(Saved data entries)

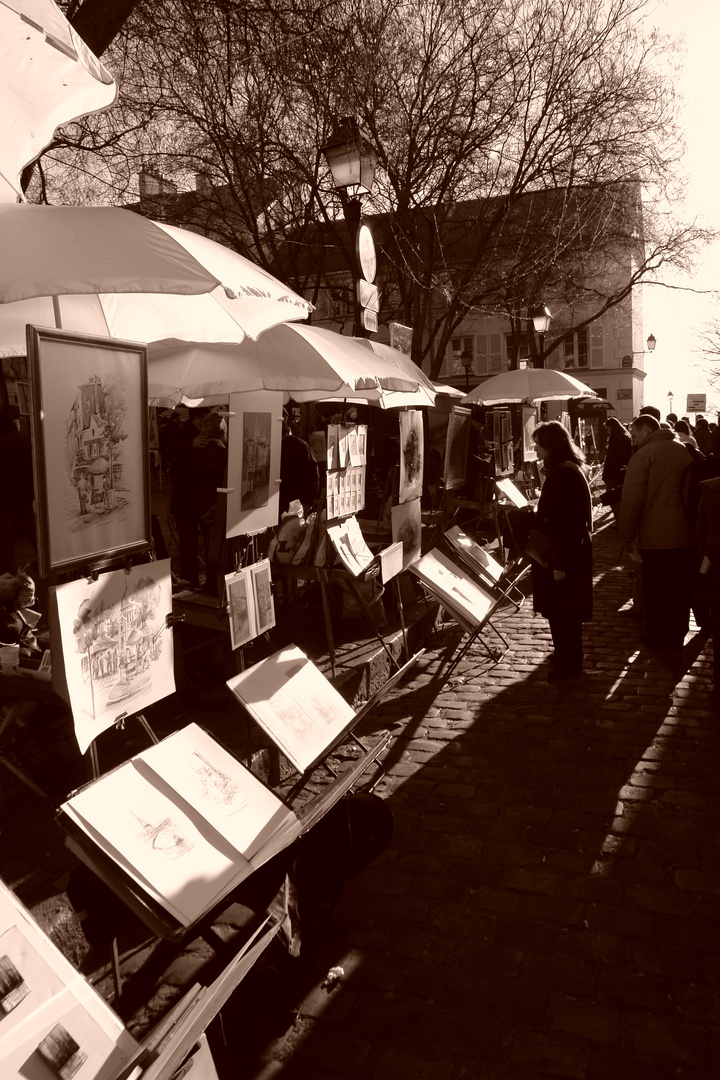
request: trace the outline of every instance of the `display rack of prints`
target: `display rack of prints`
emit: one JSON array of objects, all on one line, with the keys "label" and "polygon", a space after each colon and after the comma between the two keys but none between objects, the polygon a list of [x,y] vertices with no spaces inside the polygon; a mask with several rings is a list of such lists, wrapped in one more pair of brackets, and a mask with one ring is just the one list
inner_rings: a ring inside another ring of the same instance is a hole
[{"label": "display rack of prints", "polygon": [[367,425],[329,424],[325,507],[328,521],[365,507]]}]

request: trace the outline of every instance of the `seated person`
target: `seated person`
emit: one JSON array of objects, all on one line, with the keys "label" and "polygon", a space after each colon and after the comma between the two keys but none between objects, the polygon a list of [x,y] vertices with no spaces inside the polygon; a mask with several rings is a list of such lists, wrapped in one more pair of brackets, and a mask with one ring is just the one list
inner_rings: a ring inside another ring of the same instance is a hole
[{"label": "seated person", "polygon": [[25,609],[35,603],[35,582],[24,570],[18,570],[15,584],[0,599],[0,641],[3,645],[19,645],[21,656],[40,656],[42,647],[35,637],[35,620],[28,618]]}]

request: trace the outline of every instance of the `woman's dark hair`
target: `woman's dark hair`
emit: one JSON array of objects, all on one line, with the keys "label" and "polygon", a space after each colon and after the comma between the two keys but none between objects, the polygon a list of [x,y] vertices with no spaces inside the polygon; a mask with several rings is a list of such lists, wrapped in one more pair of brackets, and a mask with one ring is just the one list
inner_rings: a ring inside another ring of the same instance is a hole
[{"label": "woman's dark hair", "polygon": [[546,468],[562,465],[565,461],[582,465],[585,460],[582,450],[575,445],[567,428],[559,420],[546,420],[538,424],[533,431],[533,439],[548,452],[545,458]]},{"label": "woman's dark hair", "polygon": [[678,420],[677,424],[675,424],[675,431],[679,431],[681,435],[690,434],[690,428],[685,420]]}]

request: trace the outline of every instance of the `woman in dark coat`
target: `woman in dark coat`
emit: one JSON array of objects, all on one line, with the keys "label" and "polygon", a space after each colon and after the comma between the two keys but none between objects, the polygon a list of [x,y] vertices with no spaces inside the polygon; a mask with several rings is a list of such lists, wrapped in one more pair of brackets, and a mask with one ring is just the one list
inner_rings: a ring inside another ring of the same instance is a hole
[{"label": "woman in dark coat", "polygon": [[533,561],[533,603],[550,623],[550,678],[562,679],[582,670],[582,624],[592,619],[592,503],[582,452],[563,425],[538,424],[533,439],[545,472],[535,527],[549,541],[548,565]]},{"label": "woman in dark coat", "polygon": [[618,488],[622,487],[625,478],[625,469],[632,451],[632,439],[630,432],[616,416],[608,416],[605,427],[610,437],[602,471],[603,484],[606,488]]}]

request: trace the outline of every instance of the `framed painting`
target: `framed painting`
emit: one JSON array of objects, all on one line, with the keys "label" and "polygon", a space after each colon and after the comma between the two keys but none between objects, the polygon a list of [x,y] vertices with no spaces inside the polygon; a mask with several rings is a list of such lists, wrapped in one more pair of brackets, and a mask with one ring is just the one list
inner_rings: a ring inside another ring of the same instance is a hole
[{"label": "framed painting", "polygon": [[29,326],[41,577],[151,544],[144,345]]},{"label": "framed painting", "polygon": [[537,450],[533,442],[533,431],[537,427],[537,409],[523,405],[522,410],[522,448],[523,461],[537,461]]},{"label": "framed painting", "polygon": [[495,446],[495,475],[510,476],[515,470],[513,457],[512,414],[509,409],[495,409],[492,414]]},{"label": "framed painting", "polygon": [[445,488],[462,487],[467,477],[468,446],[470,445],[471,409],[454,405],[448,420],[445,439]]},{"label": "framed painting", "polygon": [[253,593],[255,595],[255,633],[266,633],[275,625],[275,603],[272,594],[270,560],[263,559],[250,567],[252,571]]},{"label": "framed painting", "polygon": [[423,419],[419,409],[400,413],[400,502],[422,495]]},{"label": "framed painting", "polygon": [[225,575],[225,595],[230,618],[230,644],[233,649],[238,649],[257,637],[250,567]]},{"label": "framed painting", "polygon": [[230,395],[228,538],[277,525],[282,407],[281,390]]}]

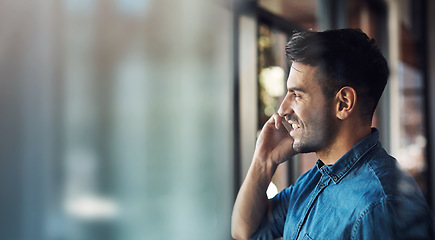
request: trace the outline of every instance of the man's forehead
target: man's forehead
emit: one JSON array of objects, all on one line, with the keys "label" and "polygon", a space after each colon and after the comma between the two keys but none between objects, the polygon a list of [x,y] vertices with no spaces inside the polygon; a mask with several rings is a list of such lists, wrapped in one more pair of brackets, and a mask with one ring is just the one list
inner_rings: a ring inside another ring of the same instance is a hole
[{"label": "man's forehead", "polygon": [[301,62],[292,62],[290,65],[295,71],[300,73],[308,73],[316,71],[317,67],[309,64],[301,63]]},{"label": "man's forehead", "polygon": [[315,77],[316,67],[307,64],[293,62],[290,69],[290,74],[287,80],[287,87],[295,87],[294,85],[311,85],[312,79]]},{"label": "man's forehead", "polygon": [[299,70],[299,69],[297,69],[297,68],[295,67],[295,64],[292,64],[292,65],[291,65],[291,68],[293,68],[294,70],[296,70],[296,71],[298,71],[298,72],[302,73],[302,71],[301,71],[301,70]]}]

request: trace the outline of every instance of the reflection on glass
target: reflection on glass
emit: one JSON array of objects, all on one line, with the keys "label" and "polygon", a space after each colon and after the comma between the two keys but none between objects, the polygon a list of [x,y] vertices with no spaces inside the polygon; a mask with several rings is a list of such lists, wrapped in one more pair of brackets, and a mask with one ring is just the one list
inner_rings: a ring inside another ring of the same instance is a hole
[{"label": "reflection on glass", "polygon": [[423,191],[426,170],[423,76],[406,63],[399,65],[400,148],[397,160],[417,179]]},{"label": "reflection on glass", "polygon": [[[409,4],[409,2],[407,2]],[[400,47],[398,64],[398,103],[400,128],[396,133],[399,146],[396,158],[417,180],[424,194],[428,193],[426,122],[424,96],[423,30],[418,7],[400,8]],[[421,11],[422,9],[420,9]]]}]

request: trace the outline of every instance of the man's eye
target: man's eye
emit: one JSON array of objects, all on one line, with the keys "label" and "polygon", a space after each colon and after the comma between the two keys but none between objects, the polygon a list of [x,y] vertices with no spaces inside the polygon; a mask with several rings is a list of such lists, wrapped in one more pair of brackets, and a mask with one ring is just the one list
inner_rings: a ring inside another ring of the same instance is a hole
[{"label": "man's eye", "polygon": [[301,97],[301,95],[299,95],[299,94],[297,94],[297,93],[293,93],[293,96],[294,96],[295,98],[299,98],[299,97]]}]

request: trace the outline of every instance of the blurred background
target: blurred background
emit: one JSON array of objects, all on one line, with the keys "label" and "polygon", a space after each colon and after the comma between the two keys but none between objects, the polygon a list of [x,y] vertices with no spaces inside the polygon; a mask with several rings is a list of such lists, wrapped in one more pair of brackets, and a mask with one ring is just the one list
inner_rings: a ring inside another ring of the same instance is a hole
[{"label": "blurred background", "polygon": [[[231,239],[295,30],[360,28],[374,126],[435,207],[433,0],[0,0],[0,239]],[[280,166],[269,196],[313,167]]]}]

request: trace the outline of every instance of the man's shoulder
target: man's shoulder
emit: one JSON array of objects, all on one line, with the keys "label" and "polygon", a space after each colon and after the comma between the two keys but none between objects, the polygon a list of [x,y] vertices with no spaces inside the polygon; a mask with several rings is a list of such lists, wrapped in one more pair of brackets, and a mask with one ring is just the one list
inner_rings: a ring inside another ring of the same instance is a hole
[{"label": "man's shoulder", "polygon": [[[412,175],[382,148],[367,154],[354,169],[354,179],[360,183],[358,219],[392,218],[409,221],[432,219],[426,200]],[[395,223],[395,221],[393,221]],[[395,223],[396,224],[396,223]]]},{"label": "man's shoulder", "polygon": [[368,184],[353,234],[371,232],[376,227],[387,232],[394,229],[391,236],[404,239],[431,236],[433,216],[430,208],[415,179],[395,158],[388,154],[369,158],[356,170],[367,178]]},{"label": "man's shoulder", "polygon": [[375,149],[365,156],[362,164],[355,169],[360,180],[367,183],[367,191],[378,193],[372,200],[424,202],[423,194],[412,175],[383,148]]}]

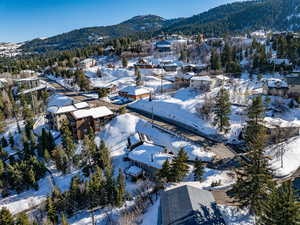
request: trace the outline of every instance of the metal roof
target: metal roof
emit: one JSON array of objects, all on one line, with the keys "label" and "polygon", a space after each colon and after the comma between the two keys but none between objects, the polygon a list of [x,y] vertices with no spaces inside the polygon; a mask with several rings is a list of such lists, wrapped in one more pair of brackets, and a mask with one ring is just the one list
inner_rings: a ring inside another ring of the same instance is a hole
[{"label": "metal roof", "polygon": [[189,185],[161,196],[162,225],[226,225],[211,192]]}]

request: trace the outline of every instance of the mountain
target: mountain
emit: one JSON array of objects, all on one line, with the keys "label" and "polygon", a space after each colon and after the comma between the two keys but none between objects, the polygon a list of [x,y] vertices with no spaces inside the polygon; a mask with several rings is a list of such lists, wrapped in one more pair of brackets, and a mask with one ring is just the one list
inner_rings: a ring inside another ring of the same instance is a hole
[{"label": "mountain", "polygon": [[300,29],[300,0],[256,0],[222,5],[189,18],[166,20],[155,15],[136,16],[117,25],[89,27],[47,39],[35,39],[21,48],[46,52],[83,47],[103,40],[132,35],[182,32],[220,36],[257,29]]},{"label": "mountain", "polygon": [[166,20],[155,15],[136,16],[117,25],[82,28],[46,39],[34,39],[25,43],[22,49],[28,52],[45,52],[84,47],[105,39],[151,33],[177,21],[178,19]]},{"label": "mountain", "polygon": [[298,30],[300,0],[257,0],[226,4],[164,27],[167,33],[206,36],[257,29]]}]

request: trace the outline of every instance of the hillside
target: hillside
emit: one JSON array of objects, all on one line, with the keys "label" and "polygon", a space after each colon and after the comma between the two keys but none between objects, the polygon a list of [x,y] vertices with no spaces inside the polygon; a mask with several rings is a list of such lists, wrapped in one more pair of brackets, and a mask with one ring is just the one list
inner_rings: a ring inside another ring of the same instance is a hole
[{"label": "hillside", "polygon": [[47,39],[34,39],[22,46],[25,51],[45,52],[84,47],[105,39],[129,36],[137,33],[151,33],[177,20],[165,20],[155,15],[136,16],[117,25],[88,27],[73,30]]},{"label": "hillside", "polygon": [[129,35],[183,32],[220,36],[257,29],[300,28],[300,0],[257,0],[226,4],[189,18],[166,20],[155,15],[136,16],[112,26],[89,27],[47,39],[35,39],[22,46],[25,51],[64,50],[99,43],[103,39]]},{"label": "hillside", "polygon": [[237,2],[211,9],[167,26],[164,32],[206,36],[256,29],[298,30],[300,0],[259,0]]}]

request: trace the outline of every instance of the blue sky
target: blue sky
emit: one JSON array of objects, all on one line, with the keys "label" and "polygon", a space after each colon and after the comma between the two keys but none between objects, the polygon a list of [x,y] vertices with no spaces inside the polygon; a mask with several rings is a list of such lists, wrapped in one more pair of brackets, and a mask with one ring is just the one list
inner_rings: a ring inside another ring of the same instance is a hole
[{"label": "blue sky", "polygon": [[188,17],[236,0],[0,0],[0,42],[112,25],[136,15]]}]

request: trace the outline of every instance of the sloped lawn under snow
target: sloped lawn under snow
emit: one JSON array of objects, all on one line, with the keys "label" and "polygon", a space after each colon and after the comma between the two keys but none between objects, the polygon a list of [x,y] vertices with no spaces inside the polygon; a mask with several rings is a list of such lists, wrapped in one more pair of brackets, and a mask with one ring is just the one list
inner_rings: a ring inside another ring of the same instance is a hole
[{"label": "sloped lawn under snow", "polygon": [[184,148],[190,159],[211,161],[215,156],[214,153],[204,151],[201,147],[162,132],[152,127],[149,122],[129,113],[120,115],[108,123],[96,138],[96,143],[99,144],[100,140],[103,140],[111,149],[113,156],[114,152],[126,149],[127,138],[137,132],[146,134],[155,144],[163,145],[174,153],[177,153],[180,148]]},{"label": "sloped lawn under snow", "polygon": [[[283,147],[283,167],[281,167],[281,147]],[[300,137],[272,146],[266,150],[266,154],[271,158],[270,164],[276,176],[291,175],[300,167]]]}]

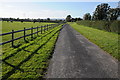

◆ **Exercise objective**
All that is wanted is an exact copy of the lines above from the one with "target: metal roof" through the one with "target: hillside", with both ends included.

◆ **Answer for this exercise**
target: metal roof
emit: one JSON array of objects, all on one line, with the keys "label" and "polygon", a space after each colon and after the comma between the two keys but none between objects, the polygon a list of [x,y] vertices with no spaces inside the polygon; a mask with several rings is a list of such lists, wrapped in one more pair of brackets, and a mask with one ring is just the one list
inner_rings: a ring inside another ring of the same instance is a hole
[{"label": "metal roof", "polygon": [[189,185],[161,196],[162,225],[226,225],[211,192]]}]

request: trace the outline of every instance of the mountain
target: mountain
emit: one JSON array of objects, all on one line, with the keys "label" and "polygon", a space after each colon and after the comma between the two keys but none between objects, the polygon a list of [x,y] vertices with no spaces inside the polygon; a mask with several rings is a list of such lists, wrapped in one more pair of brackets, and a mask with one ring is just the one list
inner_rings: a ring inside another ring of the same instance is a hole
[{"label": "mountain", "polygon": [[300,29],[300,0],[256,0],[222,5],[189,18],[166,20],[155,15],[136,16],[117,25],[89,27],[47,39],[35,39],[21,48],[46,52],[83,47],[103,40],[132,35],[182,32],[220,36],[257,29]]},{"label": "mountain", "polygon": [[166,20],[155,15],[136,16],[117,25],[82,28],[46,39],[34,39],[25,43],[22,49],[28,52],[45,52],[84,47],[105,39],[151,33],[177,21],[178,19]]},{"label": "mountain", "polygon": [[298,30],[300,0],[257,0],[226,4],[164,27],[167,33],[206,36],[257,29]]}]

request: trace the outline of every instance of the hillside
target: hillside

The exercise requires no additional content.